• [Problem details]
Rewrite the records below, replacing "set a marker" with "place a point" everywhere and changing nothing else. Leave the pictures out.

• [Material]
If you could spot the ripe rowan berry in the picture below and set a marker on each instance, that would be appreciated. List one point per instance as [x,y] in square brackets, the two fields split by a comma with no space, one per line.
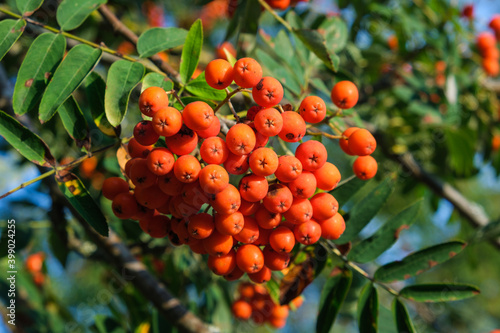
[187,168]
[145,134]
[240,139]
[303,186]
[345,94]
[312,109]
[113,186]
[228,201]
[365,167]
[136,150]
[214,150]
[282,239]
[300,211]
[247,72]
[236,164]
[198,116]
[182,143]
[124,205]
[327,177]
[275,261]
[324,206]
[169,184]
[152,100]
[213,179]
[201,225]
[140,175]
[332,228]
[362,142]
[289,168]
[344,143]
[250,231]
[249,258]
[151,197]
[230,224]
[294,127]
[261,276]
[213,130]
[311,154]
[218,244]
[241,310]
[160,161]
[253,188]
[222,265]
[268,122]
[267,92]
[263,162]
[167,121]
[307,233]
[219,74]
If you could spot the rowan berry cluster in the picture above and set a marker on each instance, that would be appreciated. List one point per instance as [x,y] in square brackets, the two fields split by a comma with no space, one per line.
[255,303]
[278,202]
[487,45]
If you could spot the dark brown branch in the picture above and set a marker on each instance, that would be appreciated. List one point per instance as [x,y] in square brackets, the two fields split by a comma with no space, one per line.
[129,35]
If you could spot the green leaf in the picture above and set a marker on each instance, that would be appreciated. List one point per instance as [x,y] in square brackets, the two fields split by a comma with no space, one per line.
[24,141]
[95,89]
[74,122]
[317,44]
[370,248]
[27,7]
[78,63]
[42,59]
[10,31]
[403,321]
[78,196]
[123,76]
[157,80]
[439,292]
[156,40]
[368,309]
[418,262]
[191,51]
[332,297]
[364,210]
[334,31]
[200,88]
[71,13]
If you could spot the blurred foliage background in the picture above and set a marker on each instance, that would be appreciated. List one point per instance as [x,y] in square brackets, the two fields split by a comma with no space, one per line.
[421,86]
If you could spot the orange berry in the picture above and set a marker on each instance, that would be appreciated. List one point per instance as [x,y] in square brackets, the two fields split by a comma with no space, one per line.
[327,177]
[282,239]
[222,265]
[249,258]
[152,100]
[312,109]
[294,127]
[332,228]
[160,161]
[167,121]
[289,168]
[247,72]
[268,122]
[219,74]
[267,92]
[113,186]
[263,162]
[345,94]
[240,139]
[365,167]
[198,116]
[187,168]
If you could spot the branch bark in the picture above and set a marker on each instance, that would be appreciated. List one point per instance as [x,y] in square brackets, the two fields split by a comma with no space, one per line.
[129,35]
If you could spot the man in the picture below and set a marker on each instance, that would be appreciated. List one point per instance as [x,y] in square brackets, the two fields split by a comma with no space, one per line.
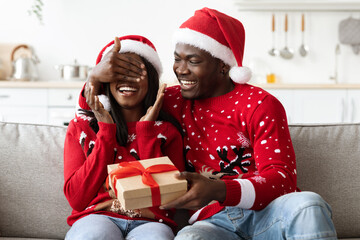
[236,141]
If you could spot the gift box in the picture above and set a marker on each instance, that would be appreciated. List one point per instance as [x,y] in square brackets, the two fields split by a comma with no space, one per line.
[145,183]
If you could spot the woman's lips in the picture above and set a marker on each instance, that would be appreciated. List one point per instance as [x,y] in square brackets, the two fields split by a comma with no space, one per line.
[187,84]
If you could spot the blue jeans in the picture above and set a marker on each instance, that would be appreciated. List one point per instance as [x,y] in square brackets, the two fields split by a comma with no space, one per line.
[295,216]
[102,227]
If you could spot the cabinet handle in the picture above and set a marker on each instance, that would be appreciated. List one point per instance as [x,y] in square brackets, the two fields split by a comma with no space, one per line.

• [Answer for this exercise]
If you could spot the ripe rowan berry in the picture below and place a point on each instance, that would be appreciated. List one point per instance as [x,y] in square brackets, the two fields split by a comma with no space, one per line.
[187,168]
[145,134]
[240,139]
[303,186]
[345,94]
[312,109]
[113,186]
[228,201]
[365,167]
[136,150]
[214,150]
[282,239]
[300,211]
[247,72]
[236,164]
[198,116]
[182,143]
[124,205]
[327,177]
[275,261]
[324,206]
[169,184]
[152,100]
[213,179]
[201,225]
[140,175]
[332,228]
[362,142]
[289,168]
[344,143]
[250,231]
[249,258]
[151,197]
[230,224]
[294,127]
[261,276]
[213,130]
[311,154]
[218,244]
[241,310]
[160,161]
[253,188]
[222,265]
[268,122]
[267,92]
[263,162]
[167,121]
[307,233]
[219,74]
If you could spot the rowan berry cluster in the picture above and place a point on each instance, that would be appreciated. List one point per instance as [x,y] in square brackets, the two fields split by a comma with no space, one per line.
[255,303]
[278,202]
[487,45]
If you could spot the dark brown branch in the picture above and place a point on each instance, that would be appreciated. List one point per instance as [x,y] in square brackets, the two fields split by a comma with no space, one per line.
[129,35]
If you could spot the green leaf in the picture above and place a point on each instance, that would be appreciated. List one point per instance as [x,y] in square brackets, the two fields split by a comma with no space, one per line.
[24,141]
[95,89]
[74,122]
[317,44]
[370,248]
[27,7]
[78,63]
[42,59]
[10,31]
[403,321]
[78,196]
[123,76]
[157,80]
[439,292]
[156,40]
[368,309]
[418,262]
[191,51]
[332,297]
[364,210]
[334,31]
[200,88]
[71,13]
If you could spot the blurred foliage background in the picture above and place a point on each instance, that would be appreciated. List one point per instance as [x,y] in square brackets, the two fields split by a comma with no space, one per line.
[421,86]
If you could spot the orange berry in the picture above and place a point on each instance, that would be appreciated. List one point per instance as [x,y] in square brackets, the two fields split by a comma with no space, one per line.
[327,177]
[282,239]
[222,265]
[249,258]
[152,100]
[312,109]
[294,127]
[332,228]
[160,161]
[167,121]
[289,168]
[247,72]
[268,122]
[219,74]
[267,92]
[113,186]
[263,162]
[345,94]
[240,139]
[365,167]
[198,116]
[187,168]
If you could spot the branch bark in the picture above and place a point on each instance, that would be appreciated. List one point per instance as [x,y] in square brackets, the two fields split by a comma with no space, one per line.
[129,35]
If you could spot the man in the picture below and place a point on each instance, that would be appreciated. List one point per instance as [x,y] in square brackets, the two fields split by a comma with no space, one per line.
[236,141]
If you could spot the gift box in the picture above and place a point on each instance, that would be appreciated. List one point per instance as [x,y] in square brackets, the two fields split by a comma with no space, one per line.
[145,183]
If you could spot the woman's lips in the picture above and place a point on each instance, that would be appreciated. List one point per instance as [x,y] in square brackets, the two fields split by a comma with no space, one per line.
[187,84]
If you could spot the blue jeans in the picture above and place a point on each instance, that would be appreciated. List one point per instance as [x,y] in square brackets, the two fields split by a comma with no space, one per line.
[295,216]
[102,227]
If you could spot the cabinet handle in the picture above and place a point on each instance, that would be appreciated. List one point per instance as [x,y] in square brackets, the two fields split by a comma with no space, one per line.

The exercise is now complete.